**SOURCE DATA:**

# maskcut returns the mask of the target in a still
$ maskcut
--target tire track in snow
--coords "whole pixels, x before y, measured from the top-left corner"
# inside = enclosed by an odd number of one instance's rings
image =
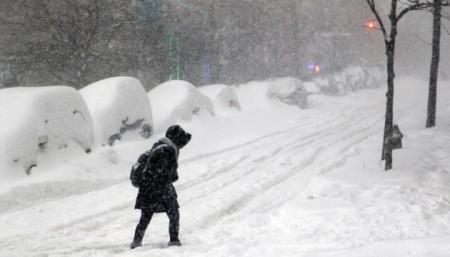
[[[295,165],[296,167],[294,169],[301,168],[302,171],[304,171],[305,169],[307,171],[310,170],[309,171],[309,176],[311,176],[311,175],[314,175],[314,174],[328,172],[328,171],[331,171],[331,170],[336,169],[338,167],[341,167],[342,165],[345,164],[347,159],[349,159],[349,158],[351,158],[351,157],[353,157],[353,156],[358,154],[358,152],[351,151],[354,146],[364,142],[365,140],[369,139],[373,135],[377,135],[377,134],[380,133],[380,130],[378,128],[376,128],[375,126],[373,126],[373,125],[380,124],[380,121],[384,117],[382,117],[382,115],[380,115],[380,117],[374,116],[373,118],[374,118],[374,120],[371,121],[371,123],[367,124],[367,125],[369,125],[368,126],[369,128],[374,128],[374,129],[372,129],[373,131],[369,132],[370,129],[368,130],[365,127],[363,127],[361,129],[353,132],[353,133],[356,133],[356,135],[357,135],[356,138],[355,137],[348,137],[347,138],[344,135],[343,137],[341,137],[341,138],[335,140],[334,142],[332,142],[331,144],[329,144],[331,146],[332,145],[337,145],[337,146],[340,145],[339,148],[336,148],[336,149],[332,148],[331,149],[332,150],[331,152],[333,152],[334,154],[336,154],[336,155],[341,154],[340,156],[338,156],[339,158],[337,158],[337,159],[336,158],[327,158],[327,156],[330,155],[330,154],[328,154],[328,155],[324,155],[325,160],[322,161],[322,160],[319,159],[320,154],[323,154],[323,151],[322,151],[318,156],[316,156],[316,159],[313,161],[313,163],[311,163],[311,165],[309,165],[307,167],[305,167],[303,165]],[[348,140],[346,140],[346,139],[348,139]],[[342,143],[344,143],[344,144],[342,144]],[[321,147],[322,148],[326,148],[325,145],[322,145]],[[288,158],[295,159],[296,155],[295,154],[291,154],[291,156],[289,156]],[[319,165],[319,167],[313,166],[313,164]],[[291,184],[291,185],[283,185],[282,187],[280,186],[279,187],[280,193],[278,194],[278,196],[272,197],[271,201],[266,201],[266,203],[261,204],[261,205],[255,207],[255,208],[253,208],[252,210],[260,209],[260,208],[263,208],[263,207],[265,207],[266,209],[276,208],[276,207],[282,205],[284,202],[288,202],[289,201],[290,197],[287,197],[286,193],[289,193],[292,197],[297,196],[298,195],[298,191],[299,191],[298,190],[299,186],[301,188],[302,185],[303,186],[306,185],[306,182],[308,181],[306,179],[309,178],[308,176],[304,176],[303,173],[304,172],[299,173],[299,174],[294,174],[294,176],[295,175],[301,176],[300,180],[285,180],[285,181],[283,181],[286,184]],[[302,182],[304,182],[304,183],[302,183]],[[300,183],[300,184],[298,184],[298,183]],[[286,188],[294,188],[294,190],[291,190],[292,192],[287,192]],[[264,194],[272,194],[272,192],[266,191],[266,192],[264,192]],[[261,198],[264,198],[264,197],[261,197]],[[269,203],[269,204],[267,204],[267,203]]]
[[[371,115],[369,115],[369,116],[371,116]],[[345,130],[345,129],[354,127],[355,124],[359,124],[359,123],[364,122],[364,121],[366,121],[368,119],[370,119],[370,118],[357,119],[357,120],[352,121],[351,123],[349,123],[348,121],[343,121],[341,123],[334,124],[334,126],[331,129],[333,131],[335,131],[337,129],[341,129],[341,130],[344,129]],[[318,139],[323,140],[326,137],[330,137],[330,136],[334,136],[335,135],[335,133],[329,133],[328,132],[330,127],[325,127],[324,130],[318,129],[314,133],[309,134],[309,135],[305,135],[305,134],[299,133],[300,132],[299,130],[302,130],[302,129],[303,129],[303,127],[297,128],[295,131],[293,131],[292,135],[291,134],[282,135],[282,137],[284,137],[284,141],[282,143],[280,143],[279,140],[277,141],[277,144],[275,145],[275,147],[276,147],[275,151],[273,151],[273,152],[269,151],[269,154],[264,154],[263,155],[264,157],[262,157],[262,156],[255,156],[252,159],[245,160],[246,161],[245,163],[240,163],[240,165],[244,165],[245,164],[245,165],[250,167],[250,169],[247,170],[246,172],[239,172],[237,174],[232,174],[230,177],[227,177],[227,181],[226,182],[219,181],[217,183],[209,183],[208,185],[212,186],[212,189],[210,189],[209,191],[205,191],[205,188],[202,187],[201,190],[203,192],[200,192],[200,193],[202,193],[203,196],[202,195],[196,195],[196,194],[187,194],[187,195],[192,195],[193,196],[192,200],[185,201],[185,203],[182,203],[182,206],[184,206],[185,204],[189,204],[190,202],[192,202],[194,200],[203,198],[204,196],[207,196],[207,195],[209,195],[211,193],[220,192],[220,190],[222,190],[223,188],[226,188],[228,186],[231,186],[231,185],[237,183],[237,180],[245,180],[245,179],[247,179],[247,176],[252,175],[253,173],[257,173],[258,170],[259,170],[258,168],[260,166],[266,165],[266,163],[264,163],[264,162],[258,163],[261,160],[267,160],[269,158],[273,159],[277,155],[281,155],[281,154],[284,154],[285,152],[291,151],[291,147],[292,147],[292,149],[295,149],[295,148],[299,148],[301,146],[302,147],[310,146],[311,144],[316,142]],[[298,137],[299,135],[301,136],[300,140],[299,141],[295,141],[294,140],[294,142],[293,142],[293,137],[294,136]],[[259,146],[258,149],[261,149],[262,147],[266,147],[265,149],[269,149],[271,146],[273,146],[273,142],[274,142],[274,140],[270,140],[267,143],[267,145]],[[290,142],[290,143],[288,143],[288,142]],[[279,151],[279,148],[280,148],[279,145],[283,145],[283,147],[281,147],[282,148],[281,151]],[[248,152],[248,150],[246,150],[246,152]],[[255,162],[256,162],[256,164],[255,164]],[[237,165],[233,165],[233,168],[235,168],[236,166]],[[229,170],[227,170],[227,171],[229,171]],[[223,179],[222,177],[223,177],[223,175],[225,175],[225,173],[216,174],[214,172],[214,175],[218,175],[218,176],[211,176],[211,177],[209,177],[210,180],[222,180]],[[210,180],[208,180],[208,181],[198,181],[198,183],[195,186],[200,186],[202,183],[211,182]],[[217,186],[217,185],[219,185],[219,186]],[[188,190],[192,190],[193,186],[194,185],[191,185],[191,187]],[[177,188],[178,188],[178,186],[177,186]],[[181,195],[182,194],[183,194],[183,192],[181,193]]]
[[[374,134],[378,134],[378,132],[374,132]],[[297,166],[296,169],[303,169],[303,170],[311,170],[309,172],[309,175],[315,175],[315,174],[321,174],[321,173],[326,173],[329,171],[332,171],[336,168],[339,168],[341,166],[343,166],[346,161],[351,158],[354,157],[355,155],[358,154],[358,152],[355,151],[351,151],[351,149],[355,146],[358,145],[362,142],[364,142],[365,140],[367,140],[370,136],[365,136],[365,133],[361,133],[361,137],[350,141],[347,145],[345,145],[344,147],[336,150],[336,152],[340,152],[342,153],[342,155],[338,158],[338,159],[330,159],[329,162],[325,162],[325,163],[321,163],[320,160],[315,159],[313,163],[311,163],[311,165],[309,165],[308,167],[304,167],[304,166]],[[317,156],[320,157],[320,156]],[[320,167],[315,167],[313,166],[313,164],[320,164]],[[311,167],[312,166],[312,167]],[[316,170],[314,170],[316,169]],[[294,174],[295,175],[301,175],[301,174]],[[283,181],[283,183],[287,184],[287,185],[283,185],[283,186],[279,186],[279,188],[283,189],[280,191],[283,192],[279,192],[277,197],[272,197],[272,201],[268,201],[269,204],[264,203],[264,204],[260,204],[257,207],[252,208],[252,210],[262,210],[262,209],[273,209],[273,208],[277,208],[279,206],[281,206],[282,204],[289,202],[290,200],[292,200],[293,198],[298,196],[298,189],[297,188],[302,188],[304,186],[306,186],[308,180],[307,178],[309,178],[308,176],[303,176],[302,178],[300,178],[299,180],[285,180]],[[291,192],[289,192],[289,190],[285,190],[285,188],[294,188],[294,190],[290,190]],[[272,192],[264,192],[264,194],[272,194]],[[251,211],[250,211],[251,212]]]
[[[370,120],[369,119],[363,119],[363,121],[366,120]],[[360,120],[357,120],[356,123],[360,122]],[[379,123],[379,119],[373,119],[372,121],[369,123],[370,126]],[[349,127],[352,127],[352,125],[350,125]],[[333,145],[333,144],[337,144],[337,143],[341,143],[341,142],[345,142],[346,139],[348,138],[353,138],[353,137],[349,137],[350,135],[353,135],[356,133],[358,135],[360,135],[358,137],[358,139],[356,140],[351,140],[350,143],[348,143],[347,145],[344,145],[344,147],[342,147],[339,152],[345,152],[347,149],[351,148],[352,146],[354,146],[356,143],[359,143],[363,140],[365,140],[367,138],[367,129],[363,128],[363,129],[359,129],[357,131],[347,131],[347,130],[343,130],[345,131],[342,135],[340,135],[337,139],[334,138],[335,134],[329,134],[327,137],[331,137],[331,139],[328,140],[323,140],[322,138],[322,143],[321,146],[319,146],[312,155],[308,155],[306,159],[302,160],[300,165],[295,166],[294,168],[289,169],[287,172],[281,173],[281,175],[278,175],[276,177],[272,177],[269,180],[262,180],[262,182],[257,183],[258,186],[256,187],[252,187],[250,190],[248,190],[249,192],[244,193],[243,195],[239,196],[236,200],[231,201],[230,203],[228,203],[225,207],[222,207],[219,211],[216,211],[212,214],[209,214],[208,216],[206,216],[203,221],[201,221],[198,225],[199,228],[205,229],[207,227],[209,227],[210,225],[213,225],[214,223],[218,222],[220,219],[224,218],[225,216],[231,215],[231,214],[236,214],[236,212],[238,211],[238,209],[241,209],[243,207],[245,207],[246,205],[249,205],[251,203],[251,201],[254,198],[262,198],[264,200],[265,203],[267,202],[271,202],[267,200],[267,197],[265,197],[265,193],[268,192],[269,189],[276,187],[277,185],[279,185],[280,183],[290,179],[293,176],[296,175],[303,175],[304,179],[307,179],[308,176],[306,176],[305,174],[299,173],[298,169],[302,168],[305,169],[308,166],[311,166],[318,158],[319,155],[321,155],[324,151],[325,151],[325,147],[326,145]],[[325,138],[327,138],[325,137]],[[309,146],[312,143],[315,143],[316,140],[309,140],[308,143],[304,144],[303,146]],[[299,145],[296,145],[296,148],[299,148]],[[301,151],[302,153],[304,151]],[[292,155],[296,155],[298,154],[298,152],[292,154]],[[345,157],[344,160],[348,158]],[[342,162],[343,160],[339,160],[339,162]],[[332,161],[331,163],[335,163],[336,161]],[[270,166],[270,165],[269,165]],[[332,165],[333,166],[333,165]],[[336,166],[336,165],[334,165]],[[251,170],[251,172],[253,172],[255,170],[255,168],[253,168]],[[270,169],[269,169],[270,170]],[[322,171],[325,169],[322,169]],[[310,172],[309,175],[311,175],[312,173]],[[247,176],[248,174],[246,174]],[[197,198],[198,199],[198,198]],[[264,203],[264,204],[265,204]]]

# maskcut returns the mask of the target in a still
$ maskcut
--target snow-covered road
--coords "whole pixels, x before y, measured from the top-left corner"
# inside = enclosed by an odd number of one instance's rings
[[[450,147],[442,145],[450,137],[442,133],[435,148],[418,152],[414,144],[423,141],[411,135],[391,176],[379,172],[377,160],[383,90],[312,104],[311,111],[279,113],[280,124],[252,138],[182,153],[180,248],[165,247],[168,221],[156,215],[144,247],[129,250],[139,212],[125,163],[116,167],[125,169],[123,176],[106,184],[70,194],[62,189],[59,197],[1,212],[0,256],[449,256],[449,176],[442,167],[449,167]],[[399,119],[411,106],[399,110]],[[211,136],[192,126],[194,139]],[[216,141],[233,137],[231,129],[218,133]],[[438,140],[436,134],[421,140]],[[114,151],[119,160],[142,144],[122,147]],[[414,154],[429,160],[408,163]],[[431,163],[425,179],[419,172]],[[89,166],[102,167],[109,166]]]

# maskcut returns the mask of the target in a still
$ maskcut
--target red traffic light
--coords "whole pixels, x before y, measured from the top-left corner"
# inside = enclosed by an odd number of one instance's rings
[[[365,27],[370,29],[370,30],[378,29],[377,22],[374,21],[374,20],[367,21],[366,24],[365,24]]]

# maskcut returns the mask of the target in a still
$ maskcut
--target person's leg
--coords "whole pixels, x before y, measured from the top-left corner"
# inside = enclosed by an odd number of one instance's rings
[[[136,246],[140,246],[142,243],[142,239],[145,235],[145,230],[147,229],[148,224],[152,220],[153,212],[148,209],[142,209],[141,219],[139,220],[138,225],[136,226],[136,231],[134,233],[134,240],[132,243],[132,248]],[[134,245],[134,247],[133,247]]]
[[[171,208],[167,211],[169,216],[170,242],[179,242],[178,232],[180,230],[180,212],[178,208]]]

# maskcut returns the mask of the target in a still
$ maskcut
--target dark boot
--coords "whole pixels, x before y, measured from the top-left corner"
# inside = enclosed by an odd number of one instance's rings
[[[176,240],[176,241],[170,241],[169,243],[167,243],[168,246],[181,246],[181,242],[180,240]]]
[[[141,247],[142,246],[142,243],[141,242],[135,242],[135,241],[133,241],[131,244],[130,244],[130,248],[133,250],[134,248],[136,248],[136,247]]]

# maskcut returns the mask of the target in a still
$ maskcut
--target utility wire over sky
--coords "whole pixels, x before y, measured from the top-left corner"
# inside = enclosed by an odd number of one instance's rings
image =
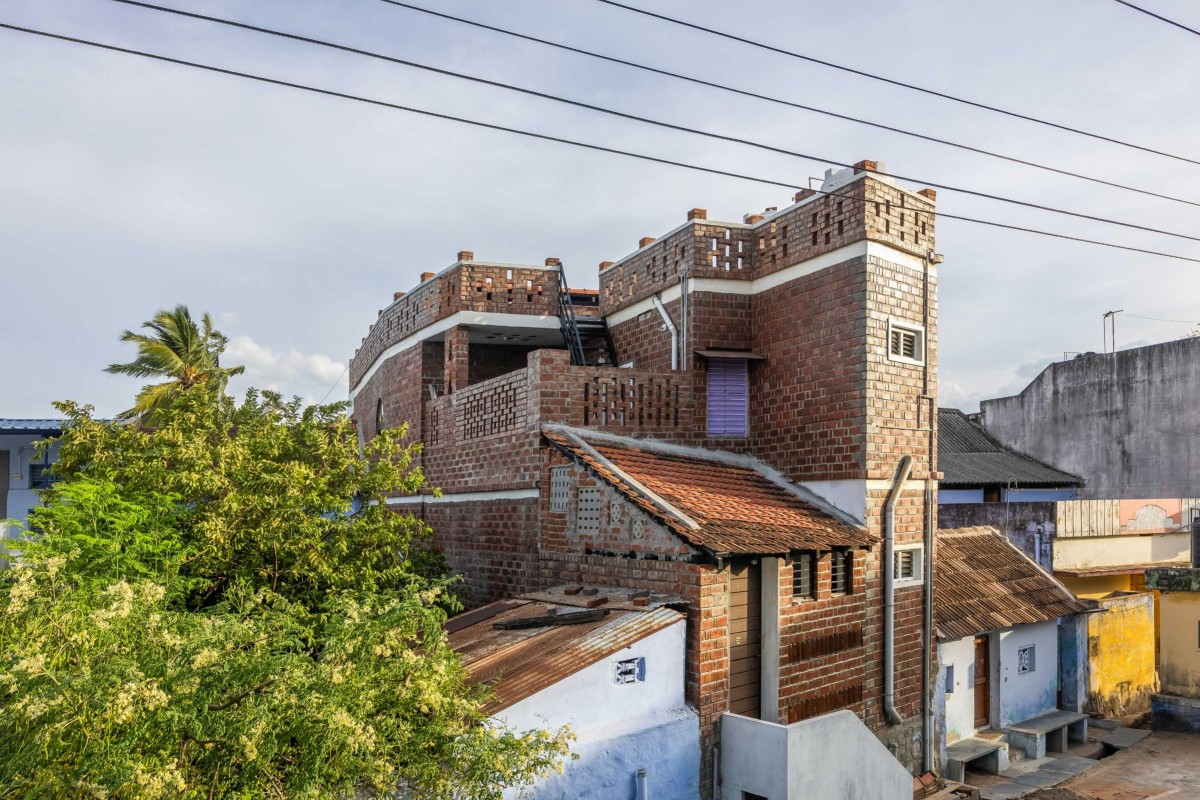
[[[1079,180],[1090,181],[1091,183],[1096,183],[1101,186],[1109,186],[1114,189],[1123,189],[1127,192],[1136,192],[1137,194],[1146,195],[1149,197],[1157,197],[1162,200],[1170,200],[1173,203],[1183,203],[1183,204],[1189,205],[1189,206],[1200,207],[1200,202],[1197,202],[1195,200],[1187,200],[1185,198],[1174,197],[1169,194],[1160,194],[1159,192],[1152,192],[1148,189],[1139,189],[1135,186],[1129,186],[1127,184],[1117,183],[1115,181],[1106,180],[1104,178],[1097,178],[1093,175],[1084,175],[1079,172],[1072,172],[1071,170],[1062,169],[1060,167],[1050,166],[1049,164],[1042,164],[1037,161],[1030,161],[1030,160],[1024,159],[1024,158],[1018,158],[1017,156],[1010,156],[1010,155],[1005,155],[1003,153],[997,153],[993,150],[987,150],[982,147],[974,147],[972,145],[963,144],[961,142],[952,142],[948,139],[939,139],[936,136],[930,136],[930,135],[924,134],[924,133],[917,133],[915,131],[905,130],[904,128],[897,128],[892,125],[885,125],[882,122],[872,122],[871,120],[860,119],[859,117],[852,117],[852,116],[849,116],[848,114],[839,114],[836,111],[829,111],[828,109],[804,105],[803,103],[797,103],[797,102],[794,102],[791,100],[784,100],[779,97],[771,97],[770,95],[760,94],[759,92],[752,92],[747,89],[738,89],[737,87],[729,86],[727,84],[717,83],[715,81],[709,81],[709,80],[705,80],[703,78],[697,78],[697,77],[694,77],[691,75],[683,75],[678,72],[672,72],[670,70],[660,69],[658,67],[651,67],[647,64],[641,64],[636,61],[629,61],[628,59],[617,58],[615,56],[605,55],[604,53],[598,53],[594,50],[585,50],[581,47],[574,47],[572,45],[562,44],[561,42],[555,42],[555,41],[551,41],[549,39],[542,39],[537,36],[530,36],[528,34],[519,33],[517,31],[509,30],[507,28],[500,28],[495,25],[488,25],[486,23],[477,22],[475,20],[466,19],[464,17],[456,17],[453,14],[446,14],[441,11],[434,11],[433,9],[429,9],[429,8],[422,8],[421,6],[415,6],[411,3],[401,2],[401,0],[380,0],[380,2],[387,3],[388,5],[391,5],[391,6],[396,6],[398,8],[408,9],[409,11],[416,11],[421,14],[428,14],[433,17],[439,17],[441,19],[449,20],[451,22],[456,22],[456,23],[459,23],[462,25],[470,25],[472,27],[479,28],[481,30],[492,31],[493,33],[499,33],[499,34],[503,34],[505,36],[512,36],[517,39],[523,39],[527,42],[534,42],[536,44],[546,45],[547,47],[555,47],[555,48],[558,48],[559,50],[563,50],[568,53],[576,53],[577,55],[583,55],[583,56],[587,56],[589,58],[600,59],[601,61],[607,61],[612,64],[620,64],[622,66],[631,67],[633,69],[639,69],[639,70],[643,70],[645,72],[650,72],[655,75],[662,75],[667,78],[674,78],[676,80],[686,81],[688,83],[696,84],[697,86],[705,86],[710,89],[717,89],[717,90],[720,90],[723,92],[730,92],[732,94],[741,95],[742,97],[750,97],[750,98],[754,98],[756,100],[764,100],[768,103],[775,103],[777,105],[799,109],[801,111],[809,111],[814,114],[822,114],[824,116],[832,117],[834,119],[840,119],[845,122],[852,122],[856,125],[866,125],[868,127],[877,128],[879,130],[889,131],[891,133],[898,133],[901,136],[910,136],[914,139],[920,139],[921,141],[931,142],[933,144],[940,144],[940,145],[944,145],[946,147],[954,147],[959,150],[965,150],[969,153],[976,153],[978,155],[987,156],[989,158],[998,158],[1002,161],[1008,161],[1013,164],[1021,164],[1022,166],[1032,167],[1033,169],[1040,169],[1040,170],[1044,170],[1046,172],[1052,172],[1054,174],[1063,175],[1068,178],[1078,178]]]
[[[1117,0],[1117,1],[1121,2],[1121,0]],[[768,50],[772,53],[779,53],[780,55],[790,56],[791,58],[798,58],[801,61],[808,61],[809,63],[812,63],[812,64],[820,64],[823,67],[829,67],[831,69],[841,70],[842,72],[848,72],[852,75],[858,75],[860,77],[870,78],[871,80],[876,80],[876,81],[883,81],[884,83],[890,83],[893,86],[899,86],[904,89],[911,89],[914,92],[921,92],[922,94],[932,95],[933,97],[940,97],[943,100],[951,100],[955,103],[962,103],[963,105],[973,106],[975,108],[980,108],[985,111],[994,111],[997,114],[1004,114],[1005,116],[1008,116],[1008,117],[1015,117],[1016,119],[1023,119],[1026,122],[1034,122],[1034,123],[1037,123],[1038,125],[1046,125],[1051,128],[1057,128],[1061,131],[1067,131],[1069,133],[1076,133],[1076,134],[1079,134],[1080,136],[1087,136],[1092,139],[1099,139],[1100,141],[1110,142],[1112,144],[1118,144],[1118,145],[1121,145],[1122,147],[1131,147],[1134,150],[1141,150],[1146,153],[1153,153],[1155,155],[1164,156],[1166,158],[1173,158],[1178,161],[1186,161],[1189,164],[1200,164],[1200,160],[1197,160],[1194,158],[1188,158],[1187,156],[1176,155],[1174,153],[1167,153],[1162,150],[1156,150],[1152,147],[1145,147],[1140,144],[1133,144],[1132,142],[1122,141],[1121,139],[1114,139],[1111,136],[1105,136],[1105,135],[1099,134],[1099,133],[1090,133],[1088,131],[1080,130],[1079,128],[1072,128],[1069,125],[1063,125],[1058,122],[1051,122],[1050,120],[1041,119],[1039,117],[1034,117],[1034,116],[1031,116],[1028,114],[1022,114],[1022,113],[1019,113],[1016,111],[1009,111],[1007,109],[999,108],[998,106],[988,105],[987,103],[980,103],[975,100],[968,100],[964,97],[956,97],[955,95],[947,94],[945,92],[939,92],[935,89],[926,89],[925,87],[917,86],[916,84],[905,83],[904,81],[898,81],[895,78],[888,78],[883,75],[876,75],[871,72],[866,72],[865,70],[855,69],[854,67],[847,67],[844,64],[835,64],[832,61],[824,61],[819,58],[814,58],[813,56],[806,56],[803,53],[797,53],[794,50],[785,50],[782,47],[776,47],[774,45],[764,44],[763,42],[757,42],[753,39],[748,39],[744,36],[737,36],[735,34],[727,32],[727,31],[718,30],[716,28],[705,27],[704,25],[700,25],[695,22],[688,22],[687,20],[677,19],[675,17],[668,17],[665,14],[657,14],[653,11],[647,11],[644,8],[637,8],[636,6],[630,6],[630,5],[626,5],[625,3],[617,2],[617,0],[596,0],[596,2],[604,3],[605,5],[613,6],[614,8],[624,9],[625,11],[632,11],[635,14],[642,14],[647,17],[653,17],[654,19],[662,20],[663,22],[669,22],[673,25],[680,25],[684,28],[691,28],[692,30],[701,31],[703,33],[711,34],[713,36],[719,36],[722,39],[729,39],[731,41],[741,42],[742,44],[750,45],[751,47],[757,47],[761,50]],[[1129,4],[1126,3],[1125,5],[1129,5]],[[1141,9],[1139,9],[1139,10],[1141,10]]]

**TASK PROMPT:** Look through the entries above for the word "snow". Copy every line where it shows up.

**ANSWER FOR THIS EXERCISE:**
--target tire track in snow
--target snow-covered road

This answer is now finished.